Show every line of the listing below that contains the word "wall".

• [Provided entries]:
— Start —
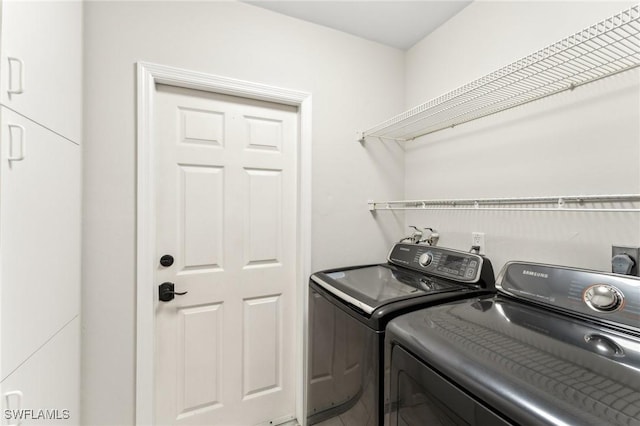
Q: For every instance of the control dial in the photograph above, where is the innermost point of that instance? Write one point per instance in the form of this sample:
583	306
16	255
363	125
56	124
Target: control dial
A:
603	298
425	259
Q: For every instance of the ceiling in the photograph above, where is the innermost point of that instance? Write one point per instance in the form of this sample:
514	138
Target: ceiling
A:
399	24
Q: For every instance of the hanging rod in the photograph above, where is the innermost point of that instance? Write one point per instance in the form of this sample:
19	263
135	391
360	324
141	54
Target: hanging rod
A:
560	203
607	48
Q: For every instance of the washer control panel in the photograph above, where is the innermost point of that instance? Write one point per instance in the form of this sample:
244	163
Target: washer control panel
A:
452	264
611	297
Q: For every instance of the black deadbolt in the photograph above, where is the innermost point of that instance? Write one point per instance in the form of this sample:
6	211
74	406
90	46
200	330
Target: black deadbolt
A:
166	260
166	292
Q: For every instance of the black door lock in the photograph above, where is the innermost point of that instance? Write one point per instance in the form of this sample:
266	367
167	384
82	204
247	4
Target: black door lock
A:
166	292
166	260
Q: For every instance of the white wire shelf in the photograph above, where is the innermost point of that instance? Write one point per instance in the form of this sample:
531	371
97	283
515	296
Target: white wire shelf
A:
609	47
571	203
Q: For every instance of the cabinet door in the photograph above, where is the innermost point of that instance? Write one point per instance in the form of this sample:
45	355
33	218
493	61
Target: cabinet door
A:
39	236
41	63
45	389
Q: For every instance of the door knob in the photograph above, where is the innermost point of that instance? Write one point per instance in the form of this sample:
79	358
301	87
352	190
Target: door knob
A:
166	260
166	292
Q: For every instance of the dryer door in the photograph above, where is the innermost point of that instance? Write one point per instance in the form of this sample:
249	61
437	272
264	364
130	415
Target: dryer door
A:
420	396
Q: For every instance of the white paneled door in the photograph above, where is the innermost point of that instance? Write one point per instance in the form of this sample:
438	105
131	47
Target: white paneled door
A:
225	172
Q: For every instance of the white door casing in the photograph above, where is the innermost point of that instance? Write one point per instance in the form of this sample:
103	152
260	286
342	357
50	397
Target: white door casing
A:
270	305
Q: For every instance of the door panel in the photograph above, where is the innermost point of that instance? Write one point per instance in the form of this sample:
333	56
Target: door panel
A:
226	211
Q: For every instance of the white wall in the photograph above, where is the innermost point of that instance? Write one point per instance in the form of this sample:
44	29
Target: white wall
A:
581	142
354	83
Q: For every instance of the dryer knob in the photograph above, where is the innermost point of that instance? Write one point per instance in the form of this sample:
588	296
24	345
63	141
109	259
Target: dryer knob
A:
425	259
603	298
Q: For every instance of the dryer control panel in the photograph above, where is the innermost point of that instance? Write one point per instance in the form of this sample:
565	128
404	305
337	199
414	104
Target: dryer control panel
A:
611	297
447	263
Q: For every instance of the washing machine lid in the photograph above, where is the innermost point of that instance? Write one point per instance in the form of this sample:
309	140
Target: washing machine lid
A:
371	287
530	364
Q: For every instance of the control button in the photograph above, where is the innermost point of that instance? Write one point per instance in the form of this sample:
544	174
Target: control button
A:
425	259
603	298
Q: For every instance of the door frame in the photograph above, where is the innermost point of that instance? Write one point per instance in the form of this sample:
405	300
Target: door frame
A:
148	75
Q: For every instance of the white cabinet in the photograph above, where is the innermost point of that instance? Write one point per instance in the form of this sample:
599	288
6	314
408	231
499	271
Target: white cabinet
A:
39	236
43	391
40	210
41	63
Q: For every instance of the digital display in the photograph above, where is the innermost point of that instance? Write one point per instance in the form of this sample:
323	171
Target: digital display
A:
453	262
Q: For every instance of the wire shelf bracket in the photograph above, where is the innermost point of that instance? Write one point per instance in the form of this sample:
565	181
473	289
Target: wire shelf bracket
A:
607	48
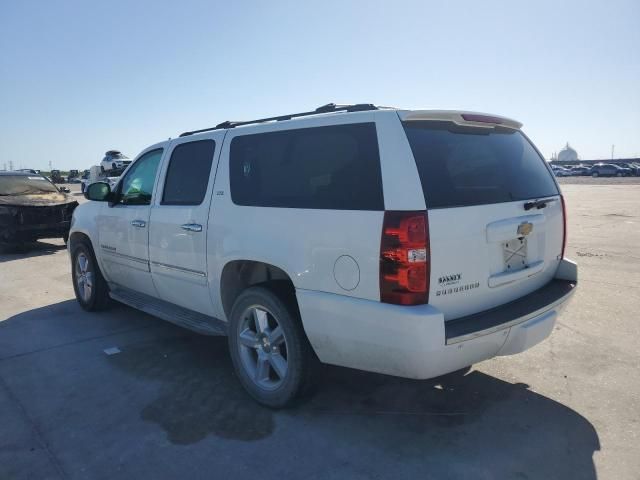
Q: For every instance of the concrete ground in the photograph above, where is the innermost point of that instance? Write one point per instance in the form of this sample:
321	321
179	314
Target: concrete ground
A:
168	405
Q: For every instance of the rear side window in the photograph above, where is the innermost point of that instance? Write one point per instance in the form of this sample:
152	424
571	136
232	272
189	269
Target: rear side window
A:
188	173
335	167
463	166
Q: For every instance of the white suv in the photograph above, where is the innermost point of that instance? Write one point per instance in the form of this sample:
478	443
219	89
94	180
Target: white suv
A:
410	243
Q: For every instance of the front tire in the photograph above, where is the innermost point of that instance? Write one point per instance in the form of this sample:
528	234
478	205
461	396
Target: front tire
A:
90	287
269	349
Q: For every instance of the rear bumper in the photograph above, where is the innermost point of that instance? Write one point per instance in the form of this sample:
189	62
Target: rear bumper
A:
416	342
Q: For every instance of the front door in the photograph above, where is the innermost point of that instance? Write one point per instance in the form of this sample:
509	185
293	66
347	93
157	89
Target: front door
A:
123	227
178	223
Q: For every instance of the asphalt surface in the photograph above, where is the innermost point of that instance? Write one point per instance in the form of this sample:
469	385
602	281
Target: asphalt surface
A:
168	405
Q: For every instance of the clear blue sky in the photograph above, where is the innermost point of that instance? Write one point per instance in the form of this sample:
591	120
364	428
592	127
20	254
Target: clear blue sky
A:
80	77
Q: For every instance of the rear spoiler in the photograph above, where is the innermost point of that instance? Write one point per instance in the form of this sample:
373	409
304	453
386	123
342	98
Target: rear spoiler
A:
475	119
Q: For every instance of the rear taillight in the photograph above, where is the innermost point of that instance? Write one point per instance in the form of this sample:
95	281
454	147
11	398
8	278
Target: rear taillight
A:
564	226
404	258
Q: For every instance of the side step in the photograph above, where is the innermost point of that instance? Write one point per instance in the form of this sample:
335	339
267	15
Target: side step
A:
182	317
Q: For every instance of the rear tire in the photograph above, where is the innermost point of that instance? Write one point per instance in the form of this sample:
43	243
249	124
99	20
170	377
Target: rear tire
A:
269	349
90	287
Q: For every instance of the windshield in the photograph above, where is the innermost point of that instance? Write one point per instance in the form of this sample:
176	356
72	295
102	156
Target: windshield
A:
25	185
463	166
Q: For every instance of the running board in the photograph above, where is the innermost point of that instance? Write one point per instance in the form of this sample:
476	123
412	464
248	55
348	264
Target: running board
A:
180	316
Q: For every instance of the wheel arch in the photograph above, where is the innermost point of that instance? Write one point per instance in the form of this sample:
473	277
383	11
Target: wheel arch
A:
238	275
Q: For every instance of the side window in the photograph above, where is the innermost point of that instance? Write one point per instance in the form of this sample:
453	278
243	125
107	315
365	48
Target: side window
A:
137	185
188	173
335	167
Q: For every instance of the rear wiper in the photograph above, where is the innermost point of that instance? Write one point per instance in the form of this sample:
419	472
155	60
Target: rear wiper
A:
539	204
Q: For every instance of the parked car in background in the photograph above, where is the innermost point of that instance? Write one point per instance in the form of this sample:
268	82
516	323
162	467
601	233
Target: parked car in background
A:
559	171
580	170
395	241
634	169
32	207
609	170
96	174
114	160
56	176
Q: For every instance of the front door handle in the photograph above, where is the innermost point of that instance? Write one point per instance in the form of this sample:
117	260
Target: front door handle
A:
192	227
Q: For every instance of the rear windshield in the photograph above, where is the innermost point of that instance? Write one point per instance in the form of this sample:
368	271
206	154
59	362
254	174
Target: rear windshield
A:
24	185
463	166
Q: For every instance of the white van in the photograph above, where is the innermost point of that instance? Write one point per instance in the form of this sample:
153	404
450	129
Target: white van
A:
406	242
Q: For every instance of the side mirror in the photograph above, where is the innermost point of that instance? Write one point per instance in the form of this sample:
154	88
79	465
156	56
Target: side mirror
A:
98	192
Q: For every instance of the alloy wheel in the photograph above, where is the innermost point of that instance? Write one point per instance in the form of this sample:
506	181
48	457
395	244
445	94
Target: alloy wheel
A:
263	347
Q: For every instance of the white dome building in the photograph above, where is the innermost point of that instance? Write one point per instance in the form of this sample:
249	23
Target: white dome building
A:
567	154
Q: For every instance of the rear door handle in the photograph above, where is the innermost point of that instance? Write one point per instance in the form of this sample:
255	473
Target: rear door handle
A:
192	227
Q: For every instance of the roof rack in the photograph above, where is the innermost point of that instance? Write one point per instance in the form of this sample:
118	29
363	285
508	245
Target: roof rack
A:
328	108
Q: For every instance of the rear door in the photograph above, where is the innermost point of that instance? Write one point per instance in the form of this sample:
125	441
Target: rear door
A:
490	242
178	225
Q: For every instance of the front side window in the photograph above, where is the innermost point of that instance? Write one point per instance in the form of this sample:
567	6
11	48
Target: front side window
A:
188	173
335	167
137	185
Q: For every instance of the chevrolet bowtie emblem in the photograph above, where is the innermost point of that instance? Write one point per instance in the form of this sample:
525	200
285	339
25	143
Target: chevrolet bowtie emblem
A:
525	228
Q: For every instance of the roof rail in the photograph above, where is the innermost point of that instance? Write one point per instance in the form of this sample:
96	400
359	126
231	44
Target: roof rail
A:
328	108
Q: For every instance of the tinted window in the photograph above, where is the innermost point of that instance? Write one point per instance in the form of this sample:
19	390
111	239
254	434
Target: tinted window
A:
335	167
188	173
461	166
137	186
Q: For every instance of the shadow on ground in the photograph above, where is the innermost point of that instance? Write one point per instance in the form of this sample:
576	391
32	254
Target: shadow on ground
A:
467	418
20	251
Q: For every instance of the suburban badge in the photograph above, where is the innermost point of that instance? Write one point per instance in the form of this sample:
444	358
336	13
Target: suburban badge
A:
525	228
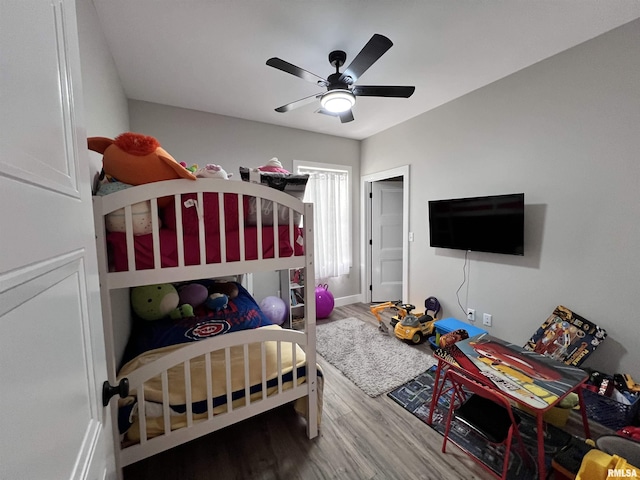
— End —
• [Complete output]:
Q: For every instance of the white wall in the photograph above, where is the innermost point of that instance? Write one point per instance in the form of this sample:
Target: white wall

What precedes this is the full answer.